Give back all of the data exactly as it appears here.

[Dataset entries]
###

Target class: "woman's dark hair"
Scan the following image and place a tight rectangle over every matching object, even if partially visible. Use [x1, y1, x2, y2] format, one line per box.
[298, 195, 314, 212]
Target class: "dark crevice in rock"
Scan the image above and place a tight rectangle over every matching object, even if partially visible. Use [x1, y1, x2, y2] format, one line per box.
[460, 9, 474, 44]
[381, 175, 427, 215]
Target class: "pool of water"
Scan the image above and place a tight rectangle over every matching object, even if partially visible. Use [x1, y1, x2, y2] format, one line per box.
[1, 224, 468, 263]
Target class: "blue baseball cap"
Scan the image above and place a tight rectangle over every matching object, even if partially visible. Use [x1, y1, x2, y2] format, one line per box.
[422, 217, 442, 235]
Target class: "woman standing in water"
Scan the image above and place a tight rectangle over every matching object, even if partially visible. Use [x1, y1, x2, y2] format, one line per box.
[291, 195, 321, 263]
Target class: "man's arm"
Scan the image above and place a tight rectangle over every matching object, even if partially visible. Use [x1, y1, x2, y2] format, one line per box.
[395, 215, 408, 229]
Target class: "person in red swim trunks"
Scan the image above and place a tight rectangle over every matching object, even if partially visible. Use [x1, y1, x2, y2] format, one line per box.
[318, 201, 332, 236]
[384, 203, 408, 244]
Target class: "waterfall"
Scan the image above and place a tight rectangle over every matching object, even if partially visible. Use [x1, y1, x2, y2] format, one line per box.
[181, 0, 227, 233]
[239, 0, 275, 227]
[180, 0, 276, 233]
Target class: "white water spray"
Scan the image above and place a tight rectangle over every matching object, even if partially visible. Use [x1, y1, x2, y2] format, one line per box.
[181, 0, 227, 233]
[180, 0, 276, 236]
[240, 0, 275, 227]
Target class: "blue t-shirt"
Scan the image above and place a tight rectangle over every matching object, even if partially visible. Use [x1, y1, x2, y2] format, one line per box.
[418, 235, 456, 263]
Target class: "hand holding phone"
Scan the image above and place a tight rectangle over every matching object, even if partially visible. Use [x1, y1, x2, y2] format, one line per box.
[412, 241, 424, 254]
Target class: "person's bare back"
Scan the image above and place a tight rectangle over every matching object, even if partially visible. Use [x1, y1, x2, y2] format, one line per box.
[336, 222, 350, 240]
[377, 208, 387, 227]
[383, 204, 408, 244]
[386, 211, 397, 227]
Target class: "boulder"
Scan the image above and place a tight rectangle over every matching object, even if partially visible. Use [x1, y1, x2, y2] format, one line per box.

###

Exercise solution:
Target class: "woman's dark hair"
Scan the following image and place a tight rectangle over every matching object, even if partially visible. Use [x1, y1, x2, y2] format, one line per box.
[298, 195, 314, 212]
Target class: "dark crevice in rock"
Scan the image above and place a tight rectangle over every matching object, even if partially visible. Use [x1, y1, x2, y2] format, one line per box.
[460, 9, 474, 44]
[381, 175, 427, 215]
Target class: "pool of water"
Scan the image above and place a tight rectangle over every matching object, even if partially visible. Use [x1, y1, x2, y2] format, one line per box.
[1, 224, 468, 263]
Target class: "blue baseball cap"
Scan the image above and place a tight rectangle over every matching object, even if partially visible. Use [x1, y1, x2, y2] format, one line per box.
[422, 217, 442, 235]
Target class: "woman standing in water"
Scan the image above and place a tight rectangle over every matching object, even if partially visible. Use [x1, y1, x2, y2] format, one line per box.
[291, 195, 321, 263]
Target class: "man's arm"
Scan the image above and place a tight rectangle over every matching object, even if partially visible. Use [x1, y1, x2, y2] format, one line per box.
[395, 215, 408, 229]
Target class: "person in red swim trunks"
Scan the image above and place a tight rectangle over every matching object, even if partially visible. Use [x1, y1, x2, y2] format, one line per box.
[318, 201, 332, 236]
[384, 203, 408, 244]
Target class: "waterfall"
Scan the image above and place a tight rectangle over every matching object, even if partially visible. Use [x1, y1, x2, y2] format, one line per box.
[181, 0, 227, 233]
[239, 0, 275, 227]
[180, 0, 276, 233]
Target class: "white water spray"
Scan the image above and place a tight rectangle over every matching object, even if partially visible. Use [x1, y1, x2, y2] format, one line per box.
[181, 0, 227, 233]
[180, 0, 276, 236]
[240, 0, 275, 227]
Target class: "blue t-shirt"
Scan the image above and place a tight rectangle over every matching object, even if partially visible. Use [x1, y1, x2, y2] format, one line per box.
[418, 235, 456, 263]
Target class: "hand holding phone"
Scan the image above and place a tight rectangle over every matching object, even if partially visible. Use [x1, y1, x2, y2] format, one line per box.
[412, 241, 424, 254]
Target class: "person's bare back"
Scan the image above and place a tight rectangle over every matching object, even if partially visible. Use [x1, y1, x2, y2] format, one line per box.
[336, 222, 350, 240]
[377, 208, 387, 227]
[383, 204, 408, 244]
[386, 211, 397, 227]
Target class: "boulder"
Scan the image above and place a tight rectangle over every matching object, even if partially visible. Use [x1, y1, x2, y2] format, one line per box.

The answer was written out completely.